___ TASK INPUTS ___

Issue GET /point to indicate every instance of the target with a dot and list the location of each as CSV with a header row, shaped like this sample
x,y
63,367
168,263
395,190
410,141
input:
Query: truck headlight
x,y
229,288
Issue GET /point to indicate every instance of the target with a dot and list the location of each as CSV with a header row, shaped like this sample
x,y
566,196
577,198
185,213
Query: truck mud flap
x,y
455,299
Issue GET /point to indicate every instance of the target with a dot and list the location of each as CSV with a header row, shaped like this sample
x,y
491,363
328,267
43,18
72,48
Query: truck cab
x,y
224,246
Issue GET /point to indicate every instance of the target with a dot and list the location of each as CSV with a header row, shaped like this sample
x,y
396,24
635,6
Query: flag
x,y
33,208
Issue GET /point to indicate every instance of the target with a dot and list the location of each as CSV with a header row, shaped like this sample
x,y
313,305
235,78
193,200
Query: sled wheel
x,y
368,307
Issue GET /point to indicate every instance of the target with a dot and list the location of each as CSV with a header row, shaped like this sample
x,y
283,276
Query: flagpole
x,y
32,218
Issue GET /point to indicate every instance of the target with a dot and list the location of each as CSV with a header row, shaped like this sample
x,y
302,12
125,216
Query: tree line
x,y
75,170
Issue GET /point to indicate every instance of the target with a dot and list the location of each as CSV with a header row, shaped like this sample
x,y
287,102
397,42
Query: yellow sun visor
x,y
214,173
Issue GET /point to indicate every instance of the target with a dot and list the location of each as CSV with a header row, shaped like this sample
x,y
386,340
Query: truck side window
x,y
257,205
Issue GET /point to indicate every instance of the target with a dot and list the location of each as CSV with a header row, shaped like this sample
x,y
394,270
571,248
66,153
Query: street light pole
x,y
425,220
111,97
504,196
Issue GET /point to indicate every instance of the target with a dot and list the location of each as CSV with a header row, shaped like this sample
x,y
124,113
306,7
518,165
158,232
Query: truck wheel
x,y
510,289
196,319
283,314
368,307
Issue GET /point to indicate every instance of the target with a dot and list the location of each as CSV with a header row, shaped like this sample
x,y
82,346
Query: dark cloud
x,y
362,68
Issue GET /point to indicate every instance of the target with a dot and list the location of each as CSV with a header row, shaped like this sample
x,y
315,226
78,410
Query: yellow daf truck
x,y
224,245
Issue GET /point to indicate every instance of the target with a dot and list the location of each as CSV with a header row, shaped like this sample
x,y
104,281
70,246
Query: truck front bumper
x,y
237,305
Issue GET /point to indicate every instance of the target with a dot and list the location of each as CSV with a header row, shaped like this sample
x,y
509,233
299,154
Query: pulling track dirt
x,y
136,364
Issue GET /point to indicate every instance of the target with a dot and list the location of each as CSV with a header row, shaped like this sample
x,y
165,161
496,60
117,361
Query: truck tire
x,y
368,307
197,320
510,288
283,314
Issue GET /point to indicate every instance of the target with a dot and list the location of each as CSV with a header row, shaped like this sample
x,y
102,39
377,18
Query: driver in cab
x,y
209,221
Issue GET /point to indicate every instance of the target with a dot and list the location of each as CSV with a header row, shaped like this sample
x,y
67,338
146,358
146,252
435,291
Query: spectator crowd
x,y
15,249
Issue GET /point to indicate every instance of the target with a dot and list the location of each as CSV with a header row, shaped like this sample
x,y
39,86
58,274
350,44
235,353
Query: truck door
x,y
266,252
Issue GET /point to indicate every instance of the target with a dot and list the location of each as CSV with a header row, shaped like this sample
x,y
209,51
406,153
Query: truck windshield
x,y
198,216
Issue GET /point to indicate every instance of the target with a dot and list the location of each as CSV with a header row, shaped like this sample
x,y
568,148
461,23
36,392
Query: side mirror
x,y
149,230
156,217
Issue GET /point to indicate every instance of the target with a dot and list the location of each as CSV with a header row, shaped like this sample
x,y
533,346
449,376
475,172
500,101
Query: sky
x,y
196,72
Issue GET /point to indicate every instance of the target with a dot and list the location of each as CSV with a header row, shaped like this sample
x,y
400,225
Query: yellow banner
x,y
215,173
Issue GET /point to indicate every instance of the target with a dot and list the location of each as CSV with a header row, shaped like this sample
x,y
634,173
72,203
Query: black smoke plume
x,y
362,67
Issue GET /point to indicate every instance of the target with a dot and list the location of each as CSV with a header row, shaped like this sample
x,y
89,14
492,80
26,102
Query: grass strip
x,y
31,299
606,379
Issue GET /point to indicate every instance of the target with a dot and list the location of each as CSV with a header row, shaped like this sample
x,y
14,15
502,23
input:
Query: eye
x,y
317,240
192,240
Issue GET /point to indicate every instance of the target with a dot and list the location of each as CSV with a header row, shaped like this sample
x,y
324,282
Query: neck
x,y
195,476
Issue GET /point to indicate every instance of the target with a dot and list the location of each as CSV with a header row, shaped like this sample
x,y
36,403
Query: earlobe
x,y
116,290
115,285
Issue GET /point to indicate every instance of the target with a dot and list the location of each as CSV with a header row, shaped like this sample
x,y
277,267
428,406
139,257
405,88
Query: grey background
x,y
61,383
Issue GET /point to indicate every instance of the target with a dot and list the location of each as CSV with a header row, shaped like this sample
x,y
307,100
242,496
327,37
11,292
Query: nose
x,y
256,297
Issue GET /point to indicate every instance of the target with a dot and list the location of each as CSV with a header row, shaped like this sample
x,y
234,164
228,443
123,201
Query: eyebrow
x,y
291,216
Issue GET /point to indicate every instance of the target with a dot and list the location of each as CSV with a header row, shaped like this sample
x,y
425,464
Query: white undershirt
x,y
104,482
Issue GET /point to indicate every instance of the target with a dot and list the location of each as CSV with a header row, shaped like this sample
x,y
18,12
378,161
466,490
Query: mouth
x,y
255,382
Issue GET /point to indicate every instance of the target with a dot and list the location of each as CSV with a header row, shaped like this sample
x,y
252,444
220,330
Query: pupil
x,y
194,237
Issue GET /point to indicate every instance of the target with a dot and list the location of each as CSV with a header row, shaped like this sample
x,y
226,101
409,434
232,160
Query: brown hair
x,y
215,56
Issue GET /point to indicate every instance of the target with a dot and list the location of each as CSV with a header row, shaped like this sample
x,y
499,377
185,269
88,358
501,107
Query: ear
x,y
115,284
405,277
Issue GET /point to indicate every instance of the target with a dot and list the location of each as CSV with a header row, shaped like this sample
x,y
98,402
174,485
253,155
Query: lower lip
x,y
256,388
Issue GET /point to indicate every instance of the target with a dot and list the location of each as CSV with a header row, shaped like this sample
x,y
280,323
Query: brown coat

___

EXERCISE DETAILS |
Show each line of the data above that contains the string "yellow", copied in full.

EXERCISE SOLUTION |
Query: yellow sun visor
Query: yellow daf truck
Query: yellow banner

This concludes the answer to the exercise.